══ Dataset records ══

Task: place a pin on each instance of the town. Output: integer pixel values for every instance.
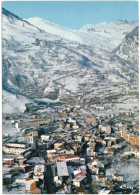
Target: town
(62, 148)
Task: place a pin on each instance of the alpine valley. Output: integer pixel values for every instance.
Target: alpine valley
(44, 60)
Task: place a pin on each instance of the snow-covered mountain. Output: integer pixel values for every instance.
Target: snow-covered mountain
(41, 59)
(94, 35)
(128, 49)
(113, 32)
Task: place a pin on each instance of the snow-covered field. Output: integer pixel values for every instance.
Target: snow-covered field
(12, 103)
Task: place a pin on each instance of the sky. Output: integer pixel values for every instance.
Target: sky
(75, 14)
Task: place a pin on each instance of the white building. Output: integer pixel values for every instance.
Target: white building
(62, 169)
(45, 137)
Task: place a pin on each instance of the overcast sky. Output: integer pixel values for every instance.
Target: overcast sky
(74, 15)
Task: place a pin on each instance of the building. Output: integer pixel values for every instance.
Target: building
(79, 180)
(91, 120)
(45, 137)
(8, 161)
(117, 177)
(57, 145)
(39, 171)
(35, 188)
(62, 169)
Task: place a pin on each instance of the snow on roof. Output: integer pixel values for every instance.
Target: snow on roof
(36, 160)
(39, 168)
(62, 169)
(79, 178)
(104, 191)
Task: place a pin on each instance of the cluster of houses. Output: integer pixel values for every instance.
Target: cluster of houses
(79, 151)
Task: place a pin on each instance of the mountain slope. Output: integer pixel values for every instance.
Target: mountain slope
(128, 49)
(94, 35)
(39, 62)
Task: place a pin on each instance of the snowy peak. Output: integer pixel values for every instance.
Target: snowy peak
(128, 49)
(54, 29)
(114, 32)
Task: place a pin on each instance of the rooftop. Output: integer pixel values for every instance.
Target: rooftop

═══

Required action: How many lines in the entries contain the string "rooftop"? Answer with the number only.

Response for this exercise: 2